Excerpted data START

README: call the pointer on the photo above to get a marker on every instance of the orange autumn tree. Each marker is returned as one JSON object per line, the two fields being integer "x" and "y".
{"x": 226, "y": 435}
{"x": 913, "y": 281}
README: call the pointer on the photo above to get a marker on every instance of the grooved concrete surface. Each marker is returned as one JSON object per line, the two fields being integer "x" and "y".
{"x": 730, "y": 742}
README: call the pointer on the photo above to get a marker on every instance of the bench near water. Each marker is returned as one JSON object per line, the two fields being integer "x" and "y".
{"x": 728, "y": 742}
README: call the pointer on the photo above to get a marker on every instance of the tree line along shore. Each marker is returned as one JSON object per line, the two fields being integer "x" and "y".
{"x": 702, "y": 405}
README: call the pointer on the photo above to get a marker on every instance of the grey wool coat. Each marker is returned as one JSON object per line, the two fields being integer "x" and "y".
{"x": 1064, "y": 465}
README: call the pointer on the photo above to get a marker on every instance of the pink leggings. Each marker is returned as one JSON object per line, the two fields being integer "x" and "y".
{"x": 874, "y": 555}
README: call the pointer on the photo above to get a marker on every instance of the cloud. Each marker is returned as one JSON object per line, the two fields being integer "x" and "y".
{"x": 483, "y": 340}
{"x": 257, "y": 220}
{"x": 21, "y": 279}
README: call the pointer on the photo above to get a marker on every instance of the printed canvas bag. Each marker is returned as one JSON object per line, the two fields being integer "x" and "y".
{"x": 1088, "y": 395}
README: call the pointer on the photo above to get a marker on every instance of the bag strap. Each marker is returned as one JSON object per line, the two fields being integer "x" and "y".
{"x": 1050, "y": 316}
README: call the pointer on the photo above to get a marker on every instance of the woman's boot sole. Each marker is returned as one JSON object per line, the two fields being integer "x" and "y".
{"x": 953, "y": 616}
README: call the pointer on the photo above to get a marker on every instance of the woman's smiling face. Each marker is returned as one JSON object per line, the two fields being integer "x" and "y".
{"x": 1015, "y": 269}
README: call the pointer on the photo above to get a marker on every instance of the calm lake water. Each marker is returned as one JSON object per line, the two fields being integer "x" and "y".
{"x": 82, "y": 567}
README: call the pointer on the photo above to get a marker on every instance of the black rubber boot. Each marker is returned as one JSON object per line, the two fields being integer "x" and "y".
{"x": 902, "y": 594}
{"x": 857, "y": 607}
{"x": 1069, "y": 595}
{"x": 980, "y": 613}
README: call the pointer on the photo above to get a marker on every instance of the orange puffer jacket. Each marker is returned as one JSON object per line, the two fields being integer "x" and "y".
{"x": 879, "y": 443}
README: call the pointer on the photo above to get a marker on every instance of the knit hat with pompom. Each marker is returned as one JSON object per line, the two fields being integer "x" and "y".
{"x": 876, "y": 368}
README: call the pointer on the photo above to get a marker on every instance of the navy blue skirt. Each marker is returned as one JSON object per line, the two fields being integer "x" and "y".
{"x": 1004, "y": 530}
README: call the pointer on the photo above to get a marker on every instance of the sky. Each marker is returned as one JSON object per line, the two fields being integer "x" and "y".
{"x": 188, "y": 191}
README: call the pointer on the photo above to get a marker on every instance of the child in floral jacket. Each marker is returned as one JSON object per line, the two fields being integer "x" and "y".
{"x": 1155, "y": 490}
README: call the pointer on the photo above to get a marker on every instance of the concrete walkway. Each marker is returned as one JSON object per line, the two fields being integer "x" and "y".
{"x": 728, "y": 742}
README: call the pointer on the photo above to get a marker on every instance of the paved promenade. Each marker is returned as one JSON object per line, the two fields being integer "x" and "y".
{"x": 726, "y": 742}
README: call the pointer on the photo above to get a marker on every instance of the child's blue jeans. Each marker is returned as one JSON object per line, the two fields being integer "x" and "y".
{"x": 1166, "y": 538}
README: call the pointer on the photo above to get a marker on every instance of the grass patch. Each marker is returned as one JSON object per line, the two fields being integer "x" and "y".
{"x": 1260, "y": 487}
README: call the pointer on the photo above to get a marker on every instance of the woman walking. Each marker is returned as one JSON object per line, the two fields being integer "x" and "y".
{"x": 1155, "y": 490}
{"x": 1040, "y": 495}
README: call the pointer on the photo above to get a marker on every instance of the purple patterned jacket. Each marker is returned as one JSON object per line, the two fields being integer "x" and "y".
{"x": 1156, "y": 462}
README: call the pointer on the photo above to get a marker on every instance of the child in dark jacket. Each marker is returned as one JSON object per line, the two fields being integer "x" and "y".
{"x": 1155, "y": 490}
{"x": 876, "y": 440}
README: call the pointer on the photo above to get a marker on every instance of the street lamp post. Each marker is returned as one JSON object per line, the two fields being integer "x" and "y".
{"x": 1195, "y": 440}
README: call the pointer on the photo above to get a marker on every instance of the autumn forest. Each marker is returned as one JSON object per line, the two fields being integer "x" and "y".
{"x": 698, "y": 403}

Excerpted data END

- _Exercise brief_: The entire listing must be repeated without a single change.

- _Response_:
README: call the pointer on the photo above to get a marker on every instance of the orange autumn tree. Each marker is returned as one JSON object per line, the two fields being integer "x" and "y".
{"x": 226, "y": 435}
{"x": 913, "y": 281}
README: call the pointer on the photo above to get a marker on every instance of the grooved concrete surface. Each marker is returned as one JSON object per line, the two fields being integer "x" and "y".
{"x": 730, "y": 742}
README: call the pointer on the photo above to get a marker on every instance of the bench near water. Each marker is returned as one JSON object per line, the two fields being integer "x" and "y".
{"x": 728, "y": 742}
README: call the pointer on the photo above to get a marker on every instance of the tree line along shore. Each marker is returned as one JSON object per line, the two fields being integer "x" and "y".
{"x": 702, "y": 405}
README: call the pointer on the photo above to get a marker on every instance of the grey wool coat. Each marker is returned as one JSON object per line, the two fields being integer "x" and "y".
{"x": 1064, "y": 465}
README: call the pointer on the photo above to get a marker on every instance of the pink leggings. Each marker is returned as one JSON object per line, the two fields being integer "x" and "y".
{"x": 874, "y": 555}
README: call the pointer on the photo above to get a marker on every instance of the cloud. Each marker is returned as one JSON object per line, the two fields being integer "x" and "y".
{"x": 483, "y": 340}
{"x": 257, "y": 220}
{"x": 21, "y": 279}
README: call the pointer on the photo above to get a marker on every instance of the printed canvas bag. Each marker is returned as one JSON object per line, the two fields being integer "x" and "y".
{"x": 1088, "y": 395}
README: call the pointer on the photo above to get a marker on every instance of the bag strap. Each marker is returned as one JSON object per line, the two fields being integer "x" and "y".
{"x": 1050, "y": 316}
README: call the pointer on the photo above to get a marker on every instance of the woman's boot sole. Each marker is returned as one JSON object per line, the two fields being integer "x" and "y".
{"x": 953, "y": 616}
README: call the pointer on the photo above to get a marker on every instance of the woman's smiling face. Each marker is returned as one JSON object per line, the two fields being integer "x" and "y".
{"x": 1015, "y": 269}
README: call the pointer on the photo above to get a marker on every instance of the calm lake water. Each marker is returned as one JSON object per line, the two fields being integer "x" and "y".
{"x": 82, "y": 567}
README: call the pointer on the photo above to get a marker on every instance of the black rubber boot. Each marker is returned as one JSON object per line, the two fields being integer "x" and "y".
{"x": 902, "y": 594}
{"x": 857, "y": 607}
{"x": 1069, "y": 595}
{"x": 980, "y": 613}
README: call the pointer on the photo above to get a marker on every instance of the orange puffer jacket. Each marker is returned as one JSON object per line, the two fields being integer "x" and "y".
{"x": 879, "y": 443}
README: call the pointer on the photo above to get a marker on every instance of the knit hat with pompom. Each marker is returned as one JSON object per line, the two fields being integer "x" and "y".
{"x": 876, "y": 368}
README: call the pointer on the photo above to get a marker on every instance of the navy blue skirt. Each marker is returned as one JSON object per line, the two fields being integer "x" and "y".
{"x": 1004, "y": 530}
README: call the pointer on the photo above to get a marker on every instance of the sky. Each marker is returned as one JSON object per line, the two fields being integer "x" and "y".
{"x": 188, "y": 191}
README: call the pointer on the photo above to get a marker on every instance of the child in floral jacket. Each marker is returned as one JSON object per line, the two fields being integer "x" and "y".
{"x": 1155, "y": 490}
README: call the pointer on the photo above to get a marker on every instance of the concrete walkway. Each marker is returned as one JSON object per line, the two fields being integer "x" and "y".
{"x": 728, "y": 742}
README: call the pointer on the photo above to get a marker on every instance of the paved promenade. Each marker is returned as one JSON object per line, the two fields being integer "x" and "y".
{"x": 726, "y": 742}
README: call the pointer on the photo above to get a marker on every instance of the child's blue jeans. Each marker is returned as one JSON object per line, the two fields being integer "x" and "y".
{"x": 1166, "y": 538}
README: call the pointer on the photo above to get a marker on every instance of the grass patch. Each marker is returned as one JSON object per line, the two fields being integer "x" and "y".
{"x": 1260, "y": 487}
README: call the pointer on the photo above to get a marker on every instance of the woman walking. Each marker is returned as one JSON object per line, the two fields being integer "x" and "y".
{"x": 1155, "y": 490}
{"x": 1040, "y": 495}
README: call the pointer on the photo above to get a marker on every instance of the purple patterned jacket. Each marker is returned as one JSON object per line, the two fields being integer "x" and "y".
{"x": 1156, "y": 462}
README: call the pointer on the photo above to get a marker on every instance of the child in dark jacket. Each marker is returned as one JSON object per line, the two fields being integer "x" and "y".
{"x": 1155, "y": 490}
{"x": 876, "y": 440}
README: call the pointer on the photo above to get a marker on every instance of the street lamp post. Each marker is returned as one JSON object per line, the two fields being integer "x" and "y".
{"x": 1195, "y": 440}
README: call the pointer on the photo above to get a marker on every instance of the autumn forest. Each marker is returned as one JSON object per line, the two fields being integer "x" and "y".
{"x": 698, "y": 403}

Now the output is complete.